Could you reproduce the line where "Objective: one point per instance of the trouser" occurs and all lines after it in the listing below, through the final one, without changing anything?

==============================

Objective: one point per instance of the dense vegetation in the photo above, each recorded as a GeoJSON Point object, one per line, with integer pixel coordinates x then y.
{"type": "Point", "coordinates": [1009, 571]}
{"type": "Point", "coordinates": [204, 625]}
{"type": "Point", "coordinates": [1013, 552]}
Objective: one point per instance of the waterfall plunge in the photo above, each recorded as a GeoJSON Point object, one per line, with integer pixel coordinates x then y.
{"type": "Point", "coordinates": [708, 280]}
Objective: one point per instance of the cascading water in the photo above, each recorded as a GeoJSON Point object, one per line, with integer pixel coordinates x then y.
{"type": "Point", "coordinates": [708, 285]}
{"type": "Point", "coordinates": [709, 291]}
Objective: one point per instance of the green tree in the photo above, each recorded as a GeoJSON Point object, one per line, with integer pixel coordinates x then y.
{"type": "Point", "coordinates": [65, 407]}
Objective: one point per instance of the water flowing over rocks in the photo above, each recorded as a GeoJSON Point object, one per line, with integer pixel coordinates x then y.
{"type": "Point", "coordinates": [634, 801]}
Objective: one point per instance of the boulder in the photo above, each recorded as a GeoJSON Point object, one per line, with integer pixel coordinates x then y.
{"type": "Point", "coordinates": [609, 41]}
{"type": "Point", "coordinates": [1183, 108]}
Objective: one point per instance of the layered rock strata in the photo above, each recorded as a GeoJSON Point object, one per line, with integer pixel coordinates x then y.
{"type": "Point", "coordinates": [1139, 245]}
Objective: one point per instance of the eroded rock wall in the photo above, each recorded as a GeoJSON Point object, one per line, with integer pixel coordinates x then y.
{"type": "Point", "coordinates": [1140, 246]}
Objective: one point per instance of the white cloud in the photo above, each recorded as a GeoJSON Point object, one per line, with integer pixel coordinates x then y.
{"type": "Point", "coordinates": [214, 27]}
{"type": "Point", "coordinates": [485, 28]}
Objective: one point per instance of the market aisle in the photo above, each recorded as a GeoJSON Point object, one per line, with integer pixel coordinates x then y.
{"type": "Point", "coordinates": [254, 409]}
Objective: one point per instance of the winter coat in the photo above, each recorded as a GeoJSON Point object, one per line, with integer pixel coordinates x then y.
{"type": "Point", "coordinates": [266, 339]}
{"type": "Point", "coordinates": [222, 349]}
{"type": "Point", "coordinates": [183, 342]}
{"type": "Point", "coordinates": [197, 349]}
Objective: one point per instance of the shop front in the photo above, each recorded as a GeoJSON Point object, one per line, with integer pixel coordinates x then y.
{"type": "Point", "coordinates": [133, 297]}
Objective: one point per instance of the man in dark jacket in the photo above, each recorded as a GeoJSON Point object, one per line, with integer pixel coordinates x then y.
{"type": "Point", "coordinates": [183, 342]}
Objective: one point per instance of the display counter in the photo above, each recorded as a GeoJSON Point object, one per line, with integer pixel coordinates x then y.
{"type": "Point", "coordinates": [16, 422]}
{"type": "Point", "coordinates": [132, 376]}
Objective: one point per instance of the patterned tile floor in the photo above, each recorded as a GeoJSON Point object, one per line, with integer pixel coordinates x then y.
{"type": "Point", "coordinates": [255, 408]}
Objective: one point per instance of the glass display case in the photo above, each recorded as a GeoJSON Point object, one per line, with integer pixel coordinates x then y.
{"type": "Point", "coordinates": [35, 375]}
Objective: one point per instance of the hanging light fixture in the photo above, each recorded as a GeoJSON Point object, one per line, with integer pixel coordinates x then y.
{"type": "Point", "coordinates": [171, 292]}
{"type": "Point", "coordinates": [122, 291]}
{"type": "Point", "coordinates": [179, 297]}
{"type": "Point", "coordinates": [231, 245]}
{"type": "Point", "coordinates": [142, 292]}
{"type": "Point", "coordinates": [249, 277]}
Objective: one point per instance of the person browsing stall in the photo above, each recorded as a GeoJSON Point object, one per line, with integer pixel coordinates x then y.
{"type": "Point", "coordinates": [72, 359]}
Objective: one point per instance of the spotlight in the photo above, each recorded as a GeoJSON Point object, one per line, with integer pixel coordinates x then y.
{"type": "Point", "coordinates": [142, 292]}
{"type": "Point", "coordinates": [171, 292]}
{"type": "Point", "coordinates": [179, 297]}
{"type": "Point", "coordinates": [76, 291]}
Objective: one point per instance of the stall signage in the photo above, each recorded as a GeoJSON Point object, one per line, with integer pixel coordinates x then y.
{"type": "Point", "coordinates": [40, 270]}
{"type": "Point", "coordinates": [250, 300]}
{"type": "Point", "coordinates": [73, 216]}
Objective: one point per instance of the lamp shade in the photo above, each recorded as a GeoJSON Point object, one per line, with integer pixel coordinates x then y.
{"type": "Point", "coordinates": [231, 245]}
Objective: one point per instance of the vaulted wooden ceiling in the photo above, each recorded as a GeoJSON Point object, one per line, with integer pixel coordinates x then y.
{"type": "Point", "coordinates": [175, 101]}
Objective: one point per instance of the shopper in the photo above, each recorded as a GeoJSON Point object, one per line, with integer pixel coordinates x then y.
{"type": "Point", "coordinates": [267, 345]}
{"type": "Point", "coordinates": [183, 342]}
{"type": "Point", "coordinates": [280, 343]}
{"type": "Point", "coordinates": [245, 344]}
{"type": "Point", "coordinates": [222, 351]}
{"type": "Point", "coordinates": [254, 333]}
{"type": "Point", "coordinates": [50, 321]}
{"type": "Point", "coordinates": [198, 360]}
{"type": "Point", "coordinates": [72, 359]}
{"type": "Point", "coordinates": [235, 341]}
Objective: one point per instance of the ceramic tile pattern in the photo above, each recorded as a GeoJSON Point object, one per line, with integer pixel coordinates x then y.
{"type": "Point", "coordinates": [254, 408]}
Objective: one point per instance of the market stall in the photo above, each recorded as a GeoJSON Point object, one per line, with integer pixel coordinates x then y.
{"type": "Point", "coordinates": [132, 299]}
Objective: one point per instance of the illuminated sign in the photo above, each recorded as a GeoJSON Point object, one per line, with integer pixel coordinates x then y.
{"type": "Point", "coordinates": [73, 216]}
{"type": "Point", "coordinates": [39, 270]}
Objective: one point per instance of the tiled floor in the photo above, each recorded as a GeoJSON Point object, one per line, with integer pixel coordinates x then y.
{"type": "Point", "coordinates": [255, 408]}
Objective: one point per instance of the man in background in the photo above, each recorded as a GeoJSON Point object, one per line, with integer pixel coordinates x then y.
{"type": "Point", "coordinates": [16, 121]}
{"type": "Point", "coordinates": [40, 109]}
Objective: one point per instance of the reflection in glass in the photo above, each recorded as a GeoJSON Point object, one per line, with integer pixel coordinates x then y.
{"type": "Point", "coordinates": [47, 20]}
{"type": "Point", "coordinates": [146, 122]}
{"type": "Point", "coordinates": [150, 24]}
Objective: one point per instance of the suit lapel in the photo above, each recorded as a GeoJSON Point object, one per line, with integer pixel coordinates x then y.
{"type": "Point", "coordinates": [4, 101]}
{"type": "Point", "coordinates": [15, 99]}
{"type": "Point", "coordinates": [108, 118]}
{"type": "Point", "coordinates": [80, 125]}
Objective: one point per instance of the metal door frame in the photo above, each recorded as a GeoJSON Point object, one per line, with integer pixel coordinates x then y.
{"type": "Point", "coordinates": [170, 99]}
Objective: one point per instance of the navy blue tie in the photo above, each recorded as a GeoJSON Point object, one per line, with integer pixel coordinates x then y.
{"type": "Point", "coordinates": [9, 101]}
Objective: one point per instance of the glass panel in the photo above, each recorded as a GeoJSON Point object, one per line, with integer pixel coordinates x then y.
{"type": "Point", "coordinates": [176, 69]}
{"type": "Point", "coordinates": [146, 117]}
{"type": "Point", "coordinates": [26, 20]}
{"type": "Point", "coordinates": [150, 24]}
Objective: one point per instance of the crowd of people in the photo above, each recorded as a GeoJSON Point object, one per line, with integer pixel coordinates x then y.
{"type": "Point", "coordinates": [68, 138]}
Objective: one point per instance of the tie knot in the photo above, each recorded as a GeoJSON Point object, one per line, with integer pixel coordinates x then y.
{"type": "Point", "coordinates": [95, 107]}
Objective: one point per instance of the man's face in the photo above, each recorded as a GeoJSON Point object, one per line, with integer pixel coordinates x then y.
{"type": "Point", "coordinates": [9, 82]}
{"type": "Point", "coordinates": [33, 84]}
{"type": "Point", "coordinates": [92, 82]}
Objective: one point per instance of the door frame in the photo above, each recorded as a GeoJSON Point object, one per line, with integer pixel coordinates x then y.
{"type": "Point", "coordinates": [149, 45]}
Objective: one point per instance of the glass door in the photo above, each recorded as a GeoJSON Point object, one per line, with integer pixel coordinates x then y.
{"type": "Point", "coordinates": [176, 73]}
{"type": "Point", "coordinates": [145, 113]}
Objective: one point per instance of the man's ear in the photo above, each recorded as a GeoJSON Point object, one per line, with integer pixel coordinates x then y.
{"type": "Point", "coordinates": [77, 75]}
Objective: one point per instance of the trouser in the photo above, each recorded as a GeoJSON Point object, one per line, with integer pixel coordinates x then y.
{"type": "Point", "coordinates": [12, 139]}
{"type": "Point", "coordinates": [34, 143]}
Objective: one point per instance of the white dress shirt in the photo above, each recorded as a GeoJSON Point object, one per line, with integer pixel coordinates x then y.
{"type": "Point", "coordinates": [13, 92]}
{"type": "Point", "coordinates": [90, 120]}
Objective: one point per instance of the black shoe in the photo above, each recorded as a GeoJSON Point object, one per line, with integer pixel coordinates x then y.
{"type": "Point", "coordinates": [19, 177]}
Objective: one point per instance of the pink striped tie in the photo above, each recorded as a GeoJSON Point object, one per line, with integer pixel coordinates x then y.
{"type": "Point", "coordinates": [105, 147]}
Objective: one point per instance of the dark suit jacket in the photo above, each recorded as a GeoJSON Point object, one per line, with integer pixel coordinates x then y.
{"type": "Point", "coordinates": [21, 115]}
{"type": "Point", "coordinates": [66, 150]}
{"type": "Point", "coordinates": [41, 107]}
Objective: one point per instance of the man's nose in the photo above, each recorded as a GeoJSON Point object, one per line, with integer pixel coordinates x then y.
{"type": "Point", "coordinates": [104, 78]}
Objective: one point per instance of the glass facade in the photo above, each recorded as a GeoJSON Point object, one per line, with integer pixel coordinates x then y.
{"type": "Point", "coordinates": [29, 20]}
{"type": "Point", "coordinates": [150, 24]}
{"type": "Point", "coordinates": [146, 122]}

==============================

Completed task
Objective: one point per instance of the trouser in the photo above, each recorded as a GeoJSON Point object, one per line, with integer pixel coordinates x then y.
{"type": "Point", "coordinates": [12, 139]}
{"type": "Point", "coordinates": [34, 143]}
Objective: one point per instance of the white dress shirt in the photo above, each recorded as a GeoJSON Point object, one per line, with integer pixel coordinates x then y.
{"type": "Point", "coordinates": [13, 92]}
{"type": "Point", "coordinates": [90, 120]}
Objective: one point per instance of the black shoe in the photo above, each recorded as a GeoJSON Point object, one per line, with integer pixel coordinates x then y.
{"type": "Point", "coordinates": [19, 177]}
Objective: one point per instance of the pink striped tie in the photo above, each recorded as a GeoJSON Point object, one per line, with integer pixel coordinates x then y.
{"type": "Point", "coordinates": [105, 147]}
Objective: one point per instance of the dark suit jacket in the photo above, each recorded as a GeoJSON Point object, one per line, with integer pixel coordinates x then y.
{"type": "Point", "coordinates": [21, 115]}
{"type": "Point", "coordinates": [66, 150]}
{"type": "Point", "coordinates": [41, 107]}
Objective: one point per instance of the man's nose in the photo above, each recorded as a GeoJSON Point object, one per line, with integer pixel coordinates x then y.
{"type": "Point", "coordinates": [104, 78]}
Objective: one point per instance of the glass facade in the photo above, each recorded as a GeoJSON Point object, one per line, with integer pixel coordinates x then y.
{"type": "Point", "coordinates": [29, 20]}
{"type": "Point", "coordinates": [150, 24]}
{"type": "Point", "coordinates": [146, 122]}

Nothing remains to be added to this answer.